タイガー・ウッズが黄金時代を迎えた2000年代前半からは、米ツアーで開幕前の会見の「例外」が徐々に増えた。

どの大会においても常に注目選手だったウッズが、毎試合、開幕前の会見に対応するのは負担が大きすぎるということで、ウッズが望めば、「今日のウッズの会見は、会見場ではなく、練習ラウンド終了後に18番グリーン脇で行います」とアナウンスされるようになった。

_ _ _ _

### 指示 1
原文によると、ウッズの開幕前の会見が会見場ではなく18番グリーン脇で行われることがあったのはなぜか。原文が挙げる理由を一〜三文で説明せよ。
### 指示 2
原文の「どの大会においても」で始まる段落を、主な事実を残したまま、より短く書き直せ。
### 指示 3
原文のうち「タイガー・ウッズが黄金時代を」から「ナウンスされるようになった。」までを、両端を含めて一字も変えずに書き写せ。

### データ抜粋
_ _ _ _

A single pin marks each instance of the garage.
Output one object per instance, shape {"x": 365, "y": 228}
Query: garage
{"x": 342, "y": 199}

_ _ _ _

### 解答 1
ウッズはどの大会でも常に注目選手であり、毎試合、開幕前の会見に対応するのは負担が大きすぎたからである。そのため、ウッズが望めば、会見は練習ラウンド終了後に18番グリーン脇で行われることになった。

### 解答 2
常に注目選手だったウッズが毎試合開幕前の会見に応じるのは負担が大きすぎるため、本人が望めば、会見を会見場ではなく練習ラウンド終了後の18番グリーン脇で行うとアナウンスされるようになった。

### 解答 3
タイガー・ウッズが黄金時代を迎えた2000年代前半からは、米ツアーで開幕前の会見の「例外」が徐々に増えた。

どの大会においても常に注目選手だったウッズが、毎試合、開幕前の会見に対応するのは負担が大きすぎるということで、ウッズが望めば、「今日のウッズの会見は、会見場ではなく、練習ラウンド終了後に18番グリーン脇で行います」とアナウンスされるようになった。